__WHAT THE EXERCISE ASKS__.
In the records below, how many lines contain the string "panel"? Reply with the number alone.
====== DATA ======
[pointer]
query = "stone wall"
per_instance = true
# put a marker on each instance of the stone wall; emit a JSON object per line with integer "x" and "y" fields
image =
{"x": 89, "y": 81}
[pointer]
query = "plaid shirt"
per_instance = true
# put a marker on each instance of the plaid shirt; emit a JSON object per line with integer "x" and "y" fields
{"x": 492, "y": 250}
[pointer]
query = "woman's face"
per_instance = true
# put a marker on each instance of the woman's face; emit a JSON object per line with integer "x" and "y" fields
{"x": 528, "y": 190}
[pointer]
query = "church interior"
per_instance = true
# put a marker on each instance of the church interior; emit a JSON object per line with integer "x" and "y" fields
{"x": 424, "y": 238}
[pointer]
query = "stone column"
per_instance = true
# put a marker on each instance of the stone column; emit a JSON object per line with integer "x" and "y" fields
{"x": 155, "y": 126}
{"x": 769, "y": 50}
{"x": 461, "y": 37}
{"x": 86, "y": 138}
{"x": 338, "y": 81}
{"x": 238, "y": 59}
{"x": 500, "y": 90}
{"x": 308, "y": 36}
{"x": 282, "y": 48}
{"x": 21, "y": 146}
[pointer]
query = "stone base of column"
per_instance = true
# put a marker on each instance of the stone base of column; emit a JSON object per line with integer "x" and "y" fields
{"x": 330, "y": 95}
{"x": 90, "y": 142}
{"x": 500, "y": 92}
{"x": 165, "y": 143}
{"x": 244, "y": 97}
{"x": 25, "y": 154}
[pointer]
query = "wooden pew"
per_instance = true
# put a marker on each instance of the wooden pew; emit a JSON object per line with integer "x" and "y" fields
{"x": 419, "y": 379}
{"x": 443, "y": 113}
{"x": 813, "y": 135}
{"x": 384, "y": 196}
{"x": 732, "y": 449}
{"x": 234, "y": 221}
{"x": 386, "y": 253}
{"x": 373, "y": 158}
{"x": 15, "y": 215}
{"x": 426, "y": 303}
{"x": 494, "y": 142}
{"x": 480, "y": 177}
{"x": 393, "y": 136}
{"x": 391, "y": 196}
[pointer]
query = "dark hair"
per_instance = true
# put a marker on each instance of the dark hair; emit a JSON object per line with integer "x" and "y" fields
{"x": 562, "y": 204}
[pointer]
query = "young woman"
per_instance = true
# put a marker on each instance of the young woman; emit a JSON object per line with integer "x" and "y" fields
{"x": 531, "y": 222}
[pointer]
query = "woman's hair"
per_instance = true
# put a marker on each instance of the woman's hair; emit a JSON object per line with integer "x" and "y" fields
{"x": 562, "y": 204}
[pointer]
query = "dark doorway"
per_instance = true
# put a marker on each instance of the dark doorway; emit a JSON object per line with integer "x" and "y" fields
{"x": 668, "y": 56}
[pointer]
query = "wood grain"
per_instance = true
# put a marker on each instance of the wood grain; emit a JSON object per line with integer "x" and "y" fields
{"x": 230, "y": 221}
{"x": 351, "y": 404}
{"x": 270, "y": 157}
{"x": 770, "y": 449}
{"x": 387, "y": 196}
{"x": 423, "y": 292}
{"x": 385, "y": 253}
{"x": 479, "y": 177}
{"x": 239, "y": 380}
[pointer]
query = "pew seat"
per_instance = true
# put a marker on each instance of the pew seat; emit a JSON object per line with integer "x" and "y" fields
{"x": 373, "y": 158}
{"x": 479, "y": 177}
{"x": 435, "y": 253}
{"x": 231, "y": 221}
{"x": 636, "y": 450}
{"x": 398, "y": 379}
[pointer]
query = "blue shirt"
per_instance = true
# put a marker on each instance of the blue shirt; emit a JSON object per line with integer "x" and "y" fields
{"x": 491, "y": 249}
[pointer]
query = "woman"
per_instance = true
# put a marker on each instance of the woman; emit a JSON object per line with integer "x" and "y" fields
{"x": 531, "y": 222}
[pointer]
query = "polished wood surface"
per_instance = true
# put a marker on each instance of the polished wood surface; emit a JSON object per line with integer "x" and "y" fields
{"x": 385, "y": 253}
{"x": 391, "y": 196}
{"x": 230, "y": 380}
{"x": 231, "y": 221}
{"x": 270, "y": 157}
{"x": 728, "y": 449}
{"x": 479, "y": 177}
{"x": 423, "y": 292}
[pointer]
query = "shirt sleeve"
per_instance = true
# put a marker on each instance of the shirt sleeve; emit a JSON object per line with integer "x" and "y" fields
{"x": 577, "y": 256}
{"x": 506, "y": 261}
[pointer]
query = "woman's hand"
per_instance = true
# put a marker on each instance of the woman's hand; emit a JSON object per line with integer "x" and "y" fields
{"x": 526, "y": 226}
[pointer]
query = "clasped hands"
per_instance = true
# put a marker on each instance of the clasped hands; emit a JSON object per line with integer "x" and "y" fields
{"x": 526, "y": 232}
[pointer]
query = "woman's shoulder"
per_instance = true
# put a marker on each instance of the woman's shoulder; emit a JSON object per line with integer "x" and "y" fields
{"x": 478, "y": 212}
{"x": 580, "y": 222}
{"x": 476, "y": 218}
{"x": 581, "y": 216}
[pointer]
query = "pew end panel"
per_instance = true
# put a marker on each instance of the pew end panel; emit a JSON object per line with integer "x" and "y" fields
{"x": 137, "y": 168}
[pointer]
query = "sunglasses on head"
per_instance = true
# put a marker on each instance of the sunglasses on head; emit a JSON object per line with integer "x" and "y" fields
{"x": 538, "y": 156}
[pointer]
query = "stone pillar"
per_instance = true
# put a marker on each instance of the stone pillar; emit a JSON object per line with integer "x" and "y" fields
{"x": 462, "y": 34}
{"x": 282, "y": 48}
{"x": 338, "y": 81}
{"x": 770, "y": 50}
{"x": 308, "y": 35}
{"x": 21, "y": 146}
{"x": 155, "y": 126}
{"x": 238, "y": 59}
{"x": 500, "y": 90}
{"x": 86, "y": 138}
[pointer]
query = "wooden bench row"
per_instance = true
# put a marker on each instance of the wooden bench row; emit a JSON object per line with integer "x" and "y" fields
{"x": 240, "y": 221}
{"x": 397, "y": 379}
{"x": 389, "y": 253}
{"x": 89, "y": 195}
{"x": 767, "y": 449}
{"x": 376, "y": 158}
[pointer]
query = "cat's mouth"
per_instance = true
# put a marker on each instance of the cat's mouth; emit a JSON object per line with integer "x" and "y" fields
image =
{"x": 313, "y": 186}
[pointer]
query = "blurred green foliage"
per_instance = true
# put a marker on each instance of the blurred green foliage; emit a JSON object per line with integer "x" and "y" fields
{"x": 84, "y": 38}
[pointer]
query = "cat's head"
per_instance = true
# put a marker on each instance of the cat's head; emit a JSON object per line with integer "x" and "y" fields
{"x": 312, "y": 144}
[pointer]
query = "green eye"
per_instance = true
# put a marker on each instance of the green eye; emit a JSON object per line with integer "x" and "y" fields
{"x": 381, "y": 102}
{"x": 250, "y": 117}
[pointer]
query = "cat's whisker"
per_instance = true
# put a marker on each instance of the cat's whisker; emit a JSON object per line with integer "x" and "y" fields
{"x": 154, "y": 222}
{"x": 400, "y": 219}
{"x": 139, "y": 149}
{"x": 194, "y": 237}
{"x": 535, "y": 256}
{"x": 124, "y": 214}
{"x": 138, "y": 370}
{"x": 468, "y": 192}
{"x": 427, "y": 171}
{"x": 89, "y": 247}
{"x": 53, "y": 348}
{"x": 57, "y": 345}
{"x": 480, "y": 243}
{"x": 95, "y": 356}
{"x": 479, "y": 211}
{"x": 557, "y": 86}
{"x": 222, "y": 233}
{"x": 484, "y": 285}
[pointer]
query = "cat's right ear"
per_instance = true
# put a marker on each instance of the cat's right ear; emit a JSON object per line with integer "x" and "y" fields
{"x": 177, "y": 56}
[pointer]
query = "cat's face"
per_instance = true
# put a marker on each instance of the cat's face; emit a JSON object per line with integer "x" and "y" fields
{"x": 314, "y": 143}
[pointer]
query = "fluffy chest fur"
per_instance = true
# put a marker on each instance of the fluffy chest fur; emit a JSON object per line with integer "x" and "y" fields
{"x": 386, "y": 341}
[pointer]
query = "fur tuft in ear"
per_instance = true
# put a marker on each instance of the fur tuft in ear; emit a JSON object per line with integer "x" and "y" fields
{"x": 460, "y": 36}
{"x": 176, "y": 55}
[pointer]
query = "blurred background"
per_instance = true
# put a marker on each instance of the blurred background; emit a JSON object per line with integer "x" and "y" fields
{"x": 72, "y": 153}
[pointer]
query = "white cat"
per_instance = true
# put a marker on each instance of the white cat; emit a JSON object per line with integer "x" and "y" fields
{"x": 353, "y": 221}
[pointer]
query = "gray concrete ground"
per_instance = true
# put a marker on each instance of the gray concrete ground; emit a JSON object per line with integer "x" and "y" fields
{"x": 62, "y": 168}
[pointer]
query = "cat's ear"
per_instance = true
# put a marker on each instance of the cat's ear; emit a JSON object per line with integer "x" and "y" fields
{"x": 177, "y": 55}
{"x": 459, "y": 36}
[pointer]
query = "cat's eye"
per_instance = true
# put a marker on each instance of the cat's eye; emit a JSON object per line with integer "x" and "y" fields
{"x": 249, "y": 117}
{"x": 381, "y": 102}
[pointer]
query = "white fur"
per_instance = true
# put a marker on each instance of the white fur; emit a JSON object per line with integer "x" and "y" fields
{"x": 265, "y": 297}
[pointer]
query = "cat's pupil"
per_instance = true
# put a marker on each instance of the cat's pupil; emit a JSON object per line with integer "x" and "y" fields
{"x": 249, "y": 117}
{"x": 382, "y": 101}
======
__CORRECT ANSWER__.
2